Document text:
As if trying to impress the reader with quantity, Asher presents a long table (pp. 181–183) of items that he would have us believe are genetic and phenotypic novelties. Space limitations allow analysis of only a few of these items, none of which was chosen in a tendentious manner.


A mutation is said to convert a hermaphroditic nematode into a female one. To begin with, nematodes are unusual animals with a complex sexuality, comprising hermaphrodites, pseudomales, females, etc. Second, the mode of sexuality varies according to species of Caenorhabditis and, under certain conditions, the species can interbreed and produce viable offspring. Clearly, this mutation does little more than ‘tweak’ the appearance of pre-existing sexual capabilities. No novelty here.

Simulated protein evolution17

These lab-based experiments in directed evolution (repeated rounds of mutation and selection) show how proteins can be ‘improved’ in such things as catalytic ability, binding ability, and stability. They imply that a small fraction of mutations is beneficial.

By the authors’ own admission, these experiments are of limited relevance to living systems:

Figure 1. Natural selection (arrowed curve) happening to trace out an acceptable English capital letter (in this case, P). The minimum acceptable letter has width margins one fourth (h/4) of letter height (h).24
“In the absence of an experimental method for measuring how changes in a protein affect biological fitness … (Also) … [experimental] mutations that benefit the target property may be selected even to the detriment of other properties … The lessons of directed evolution also caution against attributing all properties of natural proteins to adaptive causes.”18

Ironically, the simulated protein evolution shows how irreducible complexity comes into play.19 This is so, even though proteins are much simpler than such things as the human eye.

Think of natural selection acting on organisms’ phenotypes as a wind that can change speed and direction (either gradually or rapidly), or cease at any time for good (‘stasis’). The wind pushes a paintbrush on a canvas. A ‘breakthrough’ protein is produced whenever the paintbrush paints a letter. To avoid overspecifying the complexity, the letter can be any of the 26 capital letters of the English language. In addition, to avoid overspecifying the complexity, the letter does not have to be perfect (figure 1). To qualify minimally as a letter, a curve painted on the canvas must fall within a band, ¼ the height of letter thick, surrounding the actual curves of the letter in question. The outline requirement is approximately satisfied by the font Eras Bold ITC. Since natural selection cannot ‘see’ the value of the letters in advance, and partly formed letters are of no survival value to any organism, a letter will be painted only when the natural selection, for totally unrelated causes, happens to move in a way that paints a letter. Only when this occurs does the letter itself become the object of natural selection—purifying selection that will prevent overwriting of the letter, and directional selection that will eventually improve the letter to print quality.

Tooth-changing mutation20

A mutation in the Fgf3 gene causes human (and mouse) molars to be malformed, small, and lacking a hypocone.21 Far from being a novelty, this is, at best, a crude throwback to an earlier condition. To begin with, this consideration assumes evolution by invoking an Asian fossil primate, the hypocone-less Bahinina, as the ancestral state. As it turns out, this is not even a particularly good ‘evolutionary throwback’, as the resemblance of the malformed human teeth to the presumed ancestral state is only partial, and is that for which the interference of other genes is blamed.

Task:
Repeat word for word the portion of the excerpt on claimed genetic novelties that begins with the words containing "As if trying" and ends with "No novelty here.". The records that follow are separate material and not part of the excerpt on claimed genetic novelties.

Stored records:
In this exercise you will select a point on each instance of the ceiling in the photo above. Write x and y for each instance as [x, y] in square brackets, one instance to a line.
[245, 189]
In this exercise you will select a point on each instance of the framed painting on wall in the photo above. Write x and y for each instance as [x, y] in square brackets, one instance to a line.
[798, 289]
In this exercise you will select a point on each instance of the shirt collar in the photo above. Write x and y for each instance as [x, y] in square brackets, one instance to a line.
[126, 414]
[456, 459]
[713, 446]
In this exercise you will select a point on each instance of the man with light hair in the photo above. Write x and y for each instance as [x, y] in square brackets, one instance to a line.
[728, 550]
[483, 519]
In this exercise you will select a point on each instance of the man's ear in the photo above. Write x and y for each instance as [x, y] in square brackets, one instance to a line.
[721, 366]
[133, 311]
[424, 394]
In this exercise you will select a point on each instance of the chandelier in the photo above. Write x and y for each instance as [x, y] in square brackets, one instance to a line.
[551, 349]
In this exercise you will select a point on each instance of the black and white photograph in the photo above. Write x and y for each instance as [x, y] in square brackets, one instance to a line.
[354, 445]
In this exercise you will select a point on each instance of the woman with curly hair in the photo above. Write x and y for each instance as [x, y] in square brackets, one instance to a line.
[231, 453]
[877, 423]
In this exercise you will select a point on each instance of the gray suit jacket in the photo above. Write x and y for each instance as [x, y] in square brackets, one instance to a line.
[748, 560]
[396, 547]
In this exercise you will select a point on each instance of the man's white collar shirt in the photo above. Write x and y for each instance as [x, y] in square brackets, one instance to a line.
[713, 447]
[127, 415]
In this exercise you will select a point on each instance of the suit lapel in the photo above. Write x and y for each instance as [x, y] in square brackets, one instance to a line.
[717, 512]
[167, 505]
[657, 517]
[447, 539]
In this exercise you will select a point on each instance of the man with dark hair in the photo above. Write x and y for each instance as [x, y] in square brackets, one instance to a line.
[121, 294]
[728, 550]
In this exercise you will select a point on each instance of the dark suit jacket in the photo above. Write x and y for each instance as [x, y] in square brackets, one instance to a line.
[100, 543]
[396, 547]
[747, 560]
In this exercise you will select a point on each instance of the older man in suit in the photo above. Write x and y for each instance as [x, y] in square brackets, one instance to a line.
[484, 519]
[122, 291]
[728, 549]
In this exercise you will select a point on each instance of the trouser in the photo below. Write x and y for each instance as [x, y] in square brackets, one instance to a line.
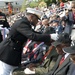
[6, 69]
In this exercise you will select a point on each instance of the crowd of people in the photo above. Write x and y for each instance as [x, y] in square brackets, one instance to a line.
[39, 41]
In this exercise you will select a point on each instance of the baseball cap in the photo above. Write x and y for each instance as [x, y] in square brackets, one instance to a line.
[36, 12]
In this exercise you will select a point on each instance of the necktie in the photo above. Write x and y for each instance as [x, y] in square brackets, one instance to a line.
[62, 60]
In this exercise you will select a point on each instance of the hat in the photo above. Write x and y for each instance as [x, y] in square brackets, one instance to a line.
[38, 13]
[62, 38]
[55, 21]
[70, 50]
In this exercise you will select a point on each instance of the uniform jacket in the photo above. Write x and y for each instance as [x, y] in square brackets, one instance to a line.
[3, 20]
[11, 47]
[63, 69]
[48, 63]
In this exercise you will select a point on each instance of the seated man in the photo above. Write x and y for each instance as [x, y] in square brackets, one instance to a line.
[71, 51]
[63, 41]
[45, 67]
[63, 63]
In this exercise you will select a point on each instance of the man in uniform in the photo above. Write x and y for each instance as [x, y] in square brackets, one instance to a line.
[11, 47]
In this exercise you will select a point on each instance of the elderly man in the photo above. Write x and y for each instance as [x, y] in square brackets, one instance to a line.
[71, 51]
[63, 63]
[11, 47]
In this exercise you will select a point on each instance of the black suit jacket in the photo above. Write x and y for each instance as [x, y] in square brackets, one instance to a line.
[11, 47]
[63, 69]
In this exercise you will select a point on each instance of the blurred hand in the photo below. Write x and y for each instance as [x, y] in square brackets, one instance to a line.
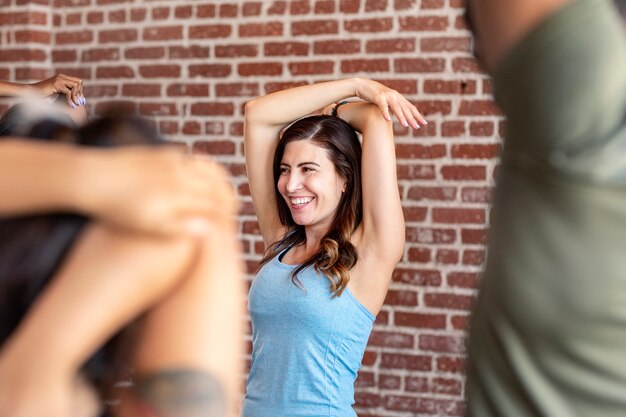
[71, 87]
[159, 191]
[388, 100]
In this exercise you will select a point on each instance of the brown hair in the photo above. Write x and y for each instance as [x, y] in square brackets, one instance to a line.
[336, 255]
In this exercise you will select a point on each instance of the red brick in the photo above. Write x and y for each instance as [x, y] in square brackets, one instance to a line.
[286, 48]
[369, 25]
[449, 301]
[83, 36]
[299, 7]
[451, 364]
[401, 298]
[432, 4]
[446, 386]
[100, 54]
[424, 23]
[466, 65]
[34, 36]
[464, 172]
[123, 71]
[366, 399]
[419, 193]
[420, 65]
[478, 108]
[482, 129]
[324, 6]
[365, 65]
[416, 171]
[163, 33]
[450, 44]
[475, 151]
[419, 320]
[389, 381]
[233, 51]
[447, 256]
[261, 29]
[474, 236]
[95, 17]
[264, 68]
[63, 56]
[462, 279]
[416, 151]
[160, 13]
[117, 16]
[188, 90]
[141, 90]
[415, 214]
[192, 128]
[450, 87]
[453, 129]
[423, 277]
[209, 31]
[476, 194]
[237, 90]
[160, 71]
[206, 10]
[392, 340]
[419, 255]
[417, 384]
[390, 45]
[407, 87]
[437, 343]
[228, 10]
[314, 27]
[154, 52]
[117, 35]
[188, 52]
[429, 235]
[313, 67]
[473, 257]
[458, 215]
[411, 362]
[158, 109]
[209, 70]
[375, 5]
[183, 12]
[430, 107]
[251, 8]
[138, 15]
[277, 8]
[349, 6]
[460, 322]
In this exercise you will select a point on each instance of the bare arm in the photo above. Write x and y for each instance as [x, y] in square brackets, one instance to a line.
[267, 115]
[153, 190]
[70, 87]
[383, 220]
[501, 24]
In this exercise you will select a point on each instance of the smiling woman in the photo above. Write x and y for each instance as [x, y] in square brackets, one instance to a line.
[331, 218]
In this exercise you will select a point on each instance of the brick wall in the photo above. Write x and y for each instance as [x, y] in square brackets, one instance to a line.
[191, 66]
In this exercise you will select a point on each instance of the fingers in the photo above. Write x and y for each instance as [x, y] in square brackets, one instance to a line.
[406, 113]
[72, 88]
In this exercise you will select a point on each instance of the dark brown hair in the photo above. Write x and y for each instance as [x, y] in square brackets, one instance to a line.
[336, 255]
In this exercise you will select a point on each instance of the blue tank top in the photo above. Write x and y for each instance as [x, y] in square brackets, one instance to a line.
[307, 346]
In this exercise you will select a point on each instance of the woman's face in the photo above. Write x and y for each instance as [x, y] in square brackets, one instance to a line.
[310, 184]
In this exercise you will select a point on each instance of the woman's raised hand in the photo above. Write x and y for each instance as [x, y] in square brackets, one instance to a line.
[390, 101]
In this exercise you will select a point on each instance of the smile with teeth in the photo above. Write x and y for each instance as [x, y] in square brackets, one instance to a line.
[301, 201]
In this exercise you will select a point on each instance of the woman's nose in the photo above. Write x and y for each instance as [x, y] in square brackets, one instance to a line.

Solution:
As if trying to impress the reader with quantity, Asher presents a long table (pp. 181–183) of items that he would have us believe are genetic and phenotypic novelties. Space limitations allow analysis of only a few of these items, none of which was chosen in a tendentious manner.


A mutation is said to convert a hermaphroditic nematode into a female one. To begin with, nematodes are unusual animals with a complex sexuality, comprising hermaphrodites, pseudomales, females, etc. Second, the mode of sexuality varies according to species of Caenorhabditis and, under certain conditions, the species can interbreed and produce viable offspring. Clearly, this mutation does little more than ‘tweak’ the appearance of pre-existing sexual capabilities. No novelty here.